Imagine this: an employer wants to “release” one problematic employee and calls it redundancy, or an entire department is being shut down but staff are simply “terminated with notice”. On paper it may look neat, but in court it can quickly turn into a very expensive lesson.
Under the Employment Act, both termination and redundancy are lawful ways to end employment, but they follow different legal tests, different procedures, and carry different risks. In 2025, with recent decisions tightening how judges view these cases, understanding termination vs redundancy in Kenya has become a survival skill for HR, business owners, in-house counsel, and employees.
This guide explains the distinction in plain English, grounded in Kenyan legislation and recent case law.
🎯 Why termination vs redundancy in Kenya matters in 2025
Why this distinction matters now
Employee rights: For employees, knowing whether a decision is really termination vs redundancy in Kenya helps you quickly spot red flags and decide whether to challenge it.
Courts are stricter: Recent Employment and Labour Relations Court (ELRC) and Court of Appeal decisions have tightened expectations on valid reasons, consultation, and documentation, especially where redundancy is alleged.
Awards are getting higher: Where employers mix up termination vs redundancy in Kenya, courts often award compensation plus unpaid dues such as severance pay and notice.
Reputational risk: A badly handled termination or redundancy can damage the employer brand and union relations, and can be used against the company in future disputes.
💡 Key takeaway: Getting termination vs redundancy in Kenya wrong is no longer a technicality – it is a real financial and reputational risk.
📕 What is “termination” under Kenyan law?
The Employment Act does not use one single definition of “termination”, but in practice termination covers:
- Ordinary termination with notice (section 35),
- Summary dismissal for gross misconduct (section 44),
- Termination for poor performance, misconduct, or incapacity, and
- Broadly, any ending of the contract at the employer’s initiative that is not resignation or expiry of a fixed term. Kenya Law
📌 Substantive fairness – a valid and fair reason
Sections 43 and 45 of the Employment Act require the employer to:
- Prove the reason for termination (for example misconduct, poor performance, incapacity, or genuine operational needs), and
- Show that, in the circumstances, a reasonable employer would consider that reason fair.
If the employer cannot prove a valid reason, the termination is presumed unfair. The courts repeat this in many decisions, and in unfair termination claims the first question is always: “What reason did you give in the letter, and can you prove it?”
📌 Procedural fairness – following a fair process
Section 41 sets out the minimum procedural steps before terminating for misconduct or poor performance:
- Inform the employee, in a language they understand, of the specific allegations,
- Allow the employee to respond at a hearing,
- Allow the employee to be accompanied by a colleague or union representative, and
- Consider their response in good faith before making a decision.
Courts also increasingly expect some form of documented engagement even where the reason is “operational” but not framed as redundancy, to show the decision was not arbitrary.
Termination – core legal tests
- There must be a clear, provable reason (section 43).
- The reason must be fair and proportionate in the circumstances (section 45).
- The employer must follow a fair hearing process (section 41).
- The employee is usually entitled to:
- Accrued but unused leave,
- Notice or pay in lieu (unless lawfully summarily dismissed), and
- Any contractual or CBA benefits due on exit.
💡 Key takeaway: Termination lives or dies on two pillars – valid reason and fair procedure. If either is missing, the court will usually find unfair termination.

=====

PROBLEM 1:
In the guide on termination and redundancy in Kenya, which section of the Employment Act sets out the minimum procedural steps before terminating for misconduct or poor performance?
The records that come next are unrelated to the guide on termination and redundancy in Kenya.

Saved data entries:

=====

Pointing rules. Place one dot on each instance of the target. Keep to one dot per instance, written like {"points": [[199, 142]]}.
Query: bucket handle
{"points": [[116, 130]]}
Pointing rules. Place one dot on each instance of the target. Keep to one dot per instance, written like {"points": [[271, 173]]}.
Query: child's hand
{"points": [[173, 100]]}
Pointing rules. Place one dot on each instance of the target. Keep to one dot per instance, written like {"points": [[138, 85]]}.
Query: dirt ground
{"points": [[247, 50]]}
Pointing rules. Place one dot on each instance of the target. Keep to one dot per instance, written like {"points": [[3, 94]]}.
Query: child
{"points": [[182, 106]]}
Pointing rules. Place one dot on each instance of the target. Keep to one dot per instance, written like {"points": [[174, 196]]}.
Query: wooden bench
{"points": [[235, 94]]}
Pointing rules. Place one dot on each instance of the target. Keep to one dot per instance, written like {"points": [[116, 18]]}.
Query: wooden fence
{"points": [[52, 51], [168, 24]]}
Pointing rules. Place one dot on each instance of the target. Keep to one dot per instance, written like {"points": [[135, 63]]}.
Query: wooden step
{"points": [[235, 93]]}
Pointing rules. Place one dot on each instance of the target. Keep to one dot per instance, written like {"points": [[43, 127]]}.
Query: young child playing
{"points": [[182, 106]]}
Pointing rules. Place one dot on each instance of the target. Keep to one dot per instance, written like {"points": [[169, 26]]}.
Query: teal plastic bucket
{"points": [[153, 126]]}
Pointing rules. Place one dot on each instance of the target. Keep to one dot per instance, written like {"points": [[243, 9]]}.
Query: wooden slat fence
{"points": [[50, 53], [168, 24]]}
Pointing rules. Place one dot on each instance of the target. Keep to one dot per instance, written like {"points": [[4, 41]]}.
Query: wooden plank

=====

PROBLEM 2:
Return each line of the records that contains the string "like", matching case exactly.

COMPLETE ANSWER 1:
Section 41

COMPLETE ANSWER 2:
Pointing rules. Place one dot on each instance of the target. Keep to one dot per instance, written like {"points": [[199, 142]]}.
Pointing rules. Place one dot on each instance of the target. Keep to one dot per instance, written like {"points": [[271, 173]]}.
Pointing rules. Place one dot on each instance of the target. Keep to one dot per instance, written like {"points": [[138, 85]]}.
Pointing rules. Place one dot on each instance of the target. Keep to one dot per instance, written like {"points": [[3, 94]]}.
Pointing rules. Place one dot on each instance of the target. Keep to one dot per instance, written like {"points": [[174, 196]]}.
Pointing rules. Place one dot on each instance of the target. Keep to one dot per instance, written like {"points": [[116, 18]]}.
Pointing rules. Place one dot on each instance of the target. Keep to one dot per instance, written like {"points": [[135, 63]]}.
Pointing rules. Place one dot on each instance of the target. Keep to one dot per instance, written like {"points": [[43, 127]]}.
Pointing rules. Place one dot on each instance of the target. Keep to one dot per instance, written like {"points": [[169, 26]]}.
Pointing rules. Place one dot on each instance of the target. Keep to one dot per instance, written like {"points": [[243, 9]]}.
Pointing rules. Place one dot on each instance of the target. Keep to one dot per instance, written like {"points": [[4, 41]]}.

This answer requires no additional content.